- Instructions to follow
In the copy, keep every record exact and leave out all images.

Excerpts from point annotation data
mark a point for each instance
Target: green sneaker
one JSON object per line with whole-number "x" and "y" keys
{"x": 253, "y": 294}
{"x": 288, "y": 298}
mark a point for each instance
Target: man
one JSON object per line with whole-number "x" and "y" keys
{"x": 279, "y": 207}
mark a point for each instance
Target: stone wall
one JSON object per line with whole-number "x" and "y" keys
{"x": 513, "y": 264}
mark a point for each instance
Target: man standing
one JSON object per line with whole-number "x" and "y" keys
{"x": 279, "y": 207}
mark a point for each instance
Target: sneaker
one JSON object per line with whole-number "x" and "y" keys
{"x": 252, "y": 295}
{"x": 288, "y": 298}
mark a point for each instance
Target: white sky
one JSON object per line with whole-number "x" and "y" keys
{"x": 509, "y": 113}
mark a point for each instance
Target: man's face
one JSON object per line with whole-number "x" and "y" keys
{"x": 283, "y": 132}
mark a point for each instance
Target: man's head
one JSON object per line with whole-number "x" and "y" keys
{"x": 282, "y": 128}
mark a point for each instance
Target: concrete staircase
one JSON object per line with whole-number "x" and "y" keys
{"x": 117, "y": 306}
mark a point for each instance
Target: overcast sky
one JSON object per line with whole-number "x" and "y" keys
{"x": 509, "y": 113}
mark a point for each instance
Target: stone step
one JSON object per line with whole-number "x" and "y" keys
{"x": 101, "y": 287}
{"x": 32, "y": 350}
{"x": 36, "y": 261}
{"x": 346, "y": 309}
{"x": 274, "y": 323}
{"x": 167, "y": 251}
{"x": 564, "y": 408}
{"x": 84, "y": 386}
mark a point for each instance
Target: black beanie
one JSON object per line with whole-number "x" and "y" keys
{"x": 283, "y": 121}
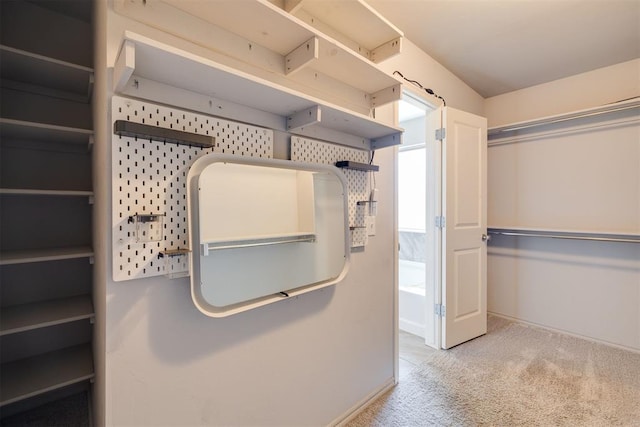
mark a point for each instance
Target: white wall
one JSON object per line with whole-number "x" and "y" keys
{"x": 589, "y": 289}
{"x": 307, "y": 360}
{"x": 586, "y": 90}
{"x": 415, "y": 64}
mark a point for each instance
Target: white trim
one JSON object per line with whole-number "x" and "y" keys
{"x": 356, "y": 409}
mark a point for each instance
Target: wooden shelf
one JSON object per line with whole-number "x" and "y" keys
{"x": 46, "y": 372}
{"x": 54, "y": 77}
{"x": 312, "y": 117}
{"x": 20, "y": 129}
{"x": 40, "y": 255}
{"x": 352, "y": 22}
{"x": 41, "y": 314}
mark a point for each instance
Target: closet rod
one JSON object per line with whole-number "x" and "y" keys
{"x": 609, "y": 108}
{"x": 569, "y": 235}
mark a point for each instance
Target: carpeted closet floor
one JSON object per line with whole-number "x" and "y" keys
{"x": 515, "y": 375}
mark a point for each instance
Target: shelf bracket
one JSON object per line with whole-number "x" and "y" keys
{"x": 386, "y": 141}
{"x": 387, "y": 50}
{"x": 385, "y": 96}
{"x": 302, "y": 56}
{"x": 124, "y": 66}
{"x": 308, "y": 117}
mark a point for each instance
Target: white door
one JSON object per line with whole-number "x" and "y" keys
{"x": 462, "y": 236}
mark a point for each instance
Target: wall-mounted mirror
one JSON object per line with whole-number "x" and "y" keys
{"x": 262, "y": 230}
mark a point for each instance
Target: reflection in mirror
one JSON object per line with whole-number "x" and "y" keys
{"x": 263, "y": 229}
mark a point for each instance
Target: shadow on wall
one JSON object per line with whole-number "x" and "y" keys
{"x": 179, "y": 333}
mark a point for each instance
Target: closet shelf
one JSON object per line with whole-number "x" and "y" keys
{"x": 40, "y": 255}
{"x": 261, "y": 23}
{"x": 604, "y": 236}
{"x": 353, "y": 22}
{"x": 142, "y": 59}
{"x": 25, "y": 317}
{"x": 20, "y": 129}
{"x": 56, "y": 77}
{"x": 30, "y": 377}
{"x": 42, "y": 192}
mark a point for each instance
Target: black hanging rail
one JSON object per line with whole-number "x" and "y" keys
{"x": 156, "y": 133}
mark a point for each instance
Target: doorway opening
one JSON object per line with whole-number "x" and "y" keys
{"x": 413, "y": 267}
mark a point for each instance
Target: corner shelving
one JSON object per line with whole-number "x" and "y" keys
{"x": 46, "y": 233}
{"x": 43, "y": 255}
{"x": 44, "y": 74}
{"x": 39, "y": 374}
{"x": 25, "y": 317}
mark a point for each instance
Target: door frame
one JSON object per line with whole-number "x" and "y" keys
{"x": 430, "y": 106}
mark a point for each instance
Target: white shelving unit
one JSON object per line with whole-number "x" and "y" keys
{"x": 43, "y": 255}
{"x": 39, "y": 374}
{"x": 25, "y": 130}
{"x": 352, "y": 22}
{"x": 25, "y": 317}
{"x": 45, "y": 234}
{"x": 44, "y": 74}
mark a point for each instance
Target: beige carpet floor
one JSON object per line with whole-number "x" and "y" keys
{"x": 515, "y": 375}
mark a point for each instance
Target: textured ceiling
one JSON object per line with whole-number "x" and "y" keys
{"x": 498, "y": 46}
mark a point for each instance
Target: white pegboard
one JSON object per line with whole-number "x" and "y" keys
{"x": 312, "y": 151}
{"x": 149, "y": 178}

- Correct answer
mark a point for each instance
Target: green sneaker
one JSON object per line with whole-number "x" and "y" keys
{"x": 253, "y": 294}
{"x": 288, "y": 298}
mark a point for each instance
Target: man
one JSON object per line with whole-number "x" and "y" keys
{"x": 279, "y": 207}
mark a point for each instance
Target: stone wall
one JSON object per line with whole-number "x" and "y" keys
{"x": 513, "y": 264}
mark a point for each instance
Target: man standing
one JSON object per line with whole-number "x" and "y" keys
{"x": 279, "y": 207}
mark a point for each instance
Target: sneaker
one JSON object per line with whole-number "x" and "y" keys
{"x": 252, "y": 295}
{"x": 288, "y": 298}
mark a point for each instance
Target: white sky
one JSON object per line with whole-number "x" and "y" keys
{"x": 509, "y": 113}
mark a point for each instance
Target: man's face
one JSON object per line with whole-number "x" and "y" keys
{"x": 283, "y": 132}
mark a point for each instance
Target: man's head
one JSON object per line with whole-number "x" and "y" keys
{"x": 282, "y": 128}
mark a point for each instance
Target: concrete staircase
one JSON object per line with whole-number "x" and "y" keys
{"x": 117, "y": 306}
mark a point for each instance
Target: overcast sky
one JSON object per line with whole-number "x" and "y" keys
{"x": 509, "y": 113}
mark a point for each instance
Target: stone step
one JSON object per line with whole-number "x" and "y" keys
{"x": 101, "y": 287}
{"x": 32, "y": 350}
{"x": 36, "y": 261}
{"x": 346, "y": 309}
{"x": 274, "y": 323}
{"x": 167, "y": 251}
{"x": 564, "y": 408}
{"x": 84, "y": 386}
mark a point for each instance
Target: black beanie
one JSON object per line with whole-number "x" and "y" keys
{"x": 283, "y": 121}
mark a point for each instance
Target: white wall
one JSON object per line with whole-number "x" and "y" keys
{"x": 589, "y": 289}
{"x": 307, "y": 360}
{"x": 586, "y": 90}
{"x": 415, "y": 64}
mark a point for each instance
Target: white trim
one JSON object per line with whole-number "x" and "y" keys
{"x": 356, "y": 409}
mark a point for each instance
Target: wooden shelf
one JSON object per line with whole-number "x" and "y" keys
{"x": 46, "y": 372}
{"x": 54, "y": 77}
{"x": 312, "y": 117}
{"x": 20, "y": 129}
{"x": 40, "y": 255}
{"x": 352, "y": 22}
{"x": 41, "y": 314}
mark a point for each instance
Target: closet rod
one JSON object per line with whole-number "x" and "y" keys
{"x": 609, "y": 108}
{"x": 569, "y": 235}
mark a point for each instance
Target: carpeted closet floor
one JSON object per line with whole-number "x" and "y" keys
{"x": 515, "y": 375}
mark a point for each instance
Target: shelf bracket
one JSON object per line with whole-number "x" and "y" keys
{"x": 386, "y": 141}
{"x": 387, "y": 50}
{"x": 385, "y": 96}
{"x": 302, "y": 56}
{"x": 124, "y": 66}
{"x": 308, "y": 117}
mark a point for each instance
Target: white door
one JSON object per line with whole-number "x" and "y" keys
{"x": 462, "y": 236}
mark a point for each instance
Target: wall-mounted mirror
one JSON object per line with whole-number "x" and "y" keys
{"x": 262, "y": 230}
mark a point for each instance
Target: reflection in mirror
one JSON object per line with whole-number "x" and "y" keys
{"x": 263, "y": 229}
mark a point for each instance
Target: shadow on wall
one JSON object per line with whole-number "x" and "y" keys
{"x": 179, "y": 333}
mark a point for each instance
Target: closet shelf
one JSON object per line with whole-number "x" and "y" keys
{"x": 40, "y": 255}
{"x": 261, "y": 23}
{"x": 604, "y": 236}
{"x": 353, "y": 22}
{"x": 142, "y": 59}
{"x": 25, "y": 317}
{"x": 20, "y": 129}
{"x": 56, "y": 77}
{"x": 30, "y": 377}
{"x": 42, "y": 192}
mark a point for each instance
Target: black hanging rail
one JSON object per line with whole-number "x" and "y" keys
{"x": 156, "y": 133}
mark a point for each instance
Target: doorway opening
one JSON object per line with whole-number "x" and "y" keys
{"x": 413, "y": 267}
mark a point for each instance
Target: corner shelving
one JSON object per line with whole-number "x" and "y" keys
{"x": 46, "y": 233}
{"x": 43, "y": 255}
{"x": 44, "y": 74}
{"x": 39, "y": 374}
{"x": 25, "y": 317}
mark a point for each instance
Target: door frame
one JSON object per line with whole-number "x" and "y" keys
{"x": 430, "y": 106}
mark a point for each instance
Target: white shelving unit
one JSON object per line with whole-number "x" and "y" keys
{"x": 43, "y": 255}
{"x": 39, "y": 374}
{"x": 25, "y": 130}
{"x": 352, "y": 22}
{"x": 25, "y": 317}
{"x": 45, "y": 234}
{"x": 44, "y": 74}
mark a point for each instance
Target: beige carpet floor
one JSON object per line with whole-number "x" and "y" keys
{"x": 515, "y": 375}
mark a point for each instance
Target: textured ceiling
one JSON object per line with whole-number "x" and "y" keys
{"x": 498, "y": 46}
mark a point for each instance
Target: white pegboard
one JSON object per line with whole-number "x" and "y" keys
{"x": 312, "y": 151}
{"x": 149, "y": 178}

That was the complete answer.